▶ **DESCRIPTION OF THE TASK**
Switch every "ring rule" in the records to "fill rule", and keep every other part of the lines the same.

Labeled region records
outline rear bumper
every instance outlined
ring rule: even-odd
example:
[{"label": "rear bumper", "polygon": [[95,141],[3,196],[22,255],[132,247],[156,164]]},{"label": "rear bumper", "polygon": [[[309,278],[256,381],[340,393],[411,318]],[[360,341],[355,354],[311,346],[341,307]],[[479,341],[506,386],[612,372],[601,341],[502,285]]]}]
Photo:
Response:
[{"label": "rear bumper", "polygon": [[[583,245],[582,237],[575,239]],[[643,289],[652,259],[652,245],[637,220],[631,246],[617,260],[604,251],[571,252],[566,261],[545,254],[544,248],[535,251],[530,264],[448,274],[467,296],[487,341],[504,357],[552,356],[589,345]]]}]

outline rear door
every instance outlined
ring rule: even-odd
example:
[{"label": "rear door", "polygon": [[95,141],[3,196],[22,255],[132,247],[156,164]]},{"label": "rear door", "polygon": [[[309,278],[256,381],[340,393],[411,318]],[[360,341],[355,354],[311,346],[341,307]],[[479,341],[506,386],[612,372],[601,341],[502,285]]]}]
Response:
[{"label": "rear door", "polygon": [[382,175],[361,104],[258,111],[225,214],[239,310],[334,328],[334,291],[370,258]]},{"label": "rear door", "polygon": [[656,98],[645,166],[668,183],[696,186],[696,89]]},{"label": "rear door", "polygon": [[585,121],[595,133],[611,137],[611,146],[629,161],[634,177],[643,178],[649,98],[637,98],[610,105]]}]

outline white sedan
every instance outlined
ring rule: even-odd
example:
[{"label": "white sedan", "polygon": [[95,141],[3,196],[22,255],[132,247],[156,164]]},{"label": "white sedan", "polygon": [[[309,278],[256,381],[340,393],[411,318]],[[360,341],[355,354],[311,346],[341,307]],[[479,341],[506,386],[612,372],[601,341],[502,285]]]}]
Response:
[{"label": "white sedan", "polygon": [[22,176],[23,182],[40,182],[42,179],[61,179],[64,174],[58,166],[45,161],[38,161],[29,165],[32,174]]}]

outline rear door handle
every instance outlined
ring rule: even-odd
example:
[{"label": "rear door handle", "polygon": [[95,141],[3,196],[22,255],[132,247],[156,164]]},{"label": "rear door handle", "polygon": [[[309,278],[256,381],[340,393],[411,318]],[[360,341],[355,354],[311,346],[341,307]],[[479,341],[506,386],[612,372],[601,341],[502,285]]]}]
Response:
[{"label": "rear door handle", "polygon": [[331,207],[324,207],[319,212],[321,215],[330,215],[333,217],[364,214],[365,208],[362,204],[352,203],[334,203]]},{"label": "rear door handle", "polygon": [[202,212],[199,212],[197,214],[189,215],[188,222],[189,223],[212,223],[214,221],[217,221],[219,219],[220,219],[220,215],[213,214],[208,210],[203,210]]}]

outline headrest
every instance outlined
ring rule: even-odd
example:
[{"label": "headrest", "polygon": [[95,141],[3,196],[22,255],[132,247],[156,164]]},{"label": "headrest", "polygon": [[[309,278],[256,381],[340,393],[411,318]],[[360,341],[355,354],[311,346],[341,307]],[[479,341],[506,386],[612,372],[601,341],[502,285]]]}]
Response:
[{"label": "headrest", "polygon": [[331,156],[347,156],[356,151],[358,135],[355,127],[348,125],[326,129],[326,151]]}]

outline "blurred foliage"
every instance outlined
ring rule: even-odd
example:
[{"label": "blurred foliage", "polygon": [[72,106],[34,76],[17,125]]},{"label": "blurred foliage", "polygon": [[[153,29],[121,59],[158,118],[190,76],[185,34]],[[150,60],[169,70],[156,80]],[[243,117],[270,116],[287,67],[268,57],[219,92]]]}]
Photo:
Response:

▶ **FINISHED TASK**
outline rear bumper
every instance outlined
fill rule: even-odd
example:
[{"label": "rear bumper", "polygon": [[95,141],[3,196],[22,255],[132,247],[156,164]]},{"label": "rear bumper", "polygon": [[[309,278],[256,381],[340,393],[411,318]],[[360,341],[355,354],[311,346],[341,307]],[[479,341],[506,386],[612,372],[601,341],[502,285]]]}]
Photo:
Response:
[{"label": "rear bumper", "polygon": [[[583,245],[582,237],[575,239]],[[643,289],[652,259],[652,245],[637,220],[631,246],[617,260],[604,251],[571,252],[566,261],[545,254],[544,248],[535,251],[530,264],[448,274],[467,296],[487,341],[504,357],[552,356],[589,345]]]}]

outline rear door
every instance outlined
fill rule: even-odd
example:
[{"label": "rear door", "polygon": [[95,141],[3,196],[22,255],[132,247],[156,164]]},{"label": "rear door", "polygon": [[[309,278],[256,381],[340,393],[411,318]],[[360,341],[355,354],[311,346],[341,307]],[[479,341],[506,386],[612,372],[601,341],[502,285]]]}]
Response:
[{"label": "rear door", "polygon": [[382,175],[361,104],[258,111],[225,214],[239,310],[334,328],[334,291],[370,258]]},{"label": "rear door", "polygon": [[656,98],[645,166],[668,183],[696,186],[696,89]]},{"label": "rear door", "polygon": [[585,121],[595,133],[611,137],[611,146],[629,161],[634,177],[643,178],[649,98],[637,98],[610,105]]}]

outline white sedan
every instance outlined
fill rule: even-odd
example:
[{"label": "white sedan", "polygon": [[95,141],[3,196],[22,255],[132,247],[156,164]]},{"label": "white sedan", "polygon": [[[309,278],[256,381],[340,393],[411,318]],[[360,341],[355,354],[311,346],[341,307]],[[479,341],[506,386],[612,372],[601,341],[502,285]]]}]
Response:
[{"label": "white sedan", "polygon": [[22,176],[23,182],[40,182],[42,179],[61,179],[64,174],[58,166],[45,161],[38,161],[29,165],[32,174]]}]

outline rear door handle
every instance outlined
fill rule: even-odd
example:
[{"label": "rear door handle", "polygon": [[95,141],[3,196],[22,255],[132,247],[156,164]]},{"label": "rear door handle", "polygon": [[[309,278],[256,381],[340,393],[411,318]],[[360,341],[355,354],[311,346],[341,307]],[[479,341],[506,386],[612,372],[601,341],[502,285]]]}]
Response:
[{"label": "rear door handle", "polygon": [[331,207],[324,207],[319,212],[321,215],[330,215],[333,217],[364,214],[365,208],[362,204],[352,203],[334,203]]},{"label": "rear door handle", "polygon": [[202,212],[199,212],[197,214],[189,215],[188,222],[189,223],[212,223],[214,221],[217,221],[219,219],[220,219],[220,215],[213,214],[208,210],[203,210]]}]

outline headrest
every instance outlined
fill rule: even-odd
example:
[{"label": "headrest", "polygon": [[95,141],[3,196],[22,255],[132,247],[156,164]]},{"label": "headrest", "polygon": [[[309,278],[256,381],[340,393],[411,318]],[[360,341],[355,354],[311,346],[341,307]],[[479,341],[506,386],[612,372],[601,341],[502,285]]]}]
Response:
[{"label": "headrest", "polygon": [[331,156],[347,156],[356,151],[358,135],[355,127],[348,125],[326,129],[326,151]]}]

outline "blurred foliage"
every instance outlined
fill rule: even-odd
example:
[{"label": "blurred foliage", "polygon": [[72,106],[34,76],[17,125]]},{"label": "blurred foliage", "polygon": [[[153,29],[121,59],[158,118],[190,76],[185,34]],[[150,60],[169,70],[156,80]],[[243,117],[270,116],[287,67],[268,57],[219,92]]]}]
Photo:
Response:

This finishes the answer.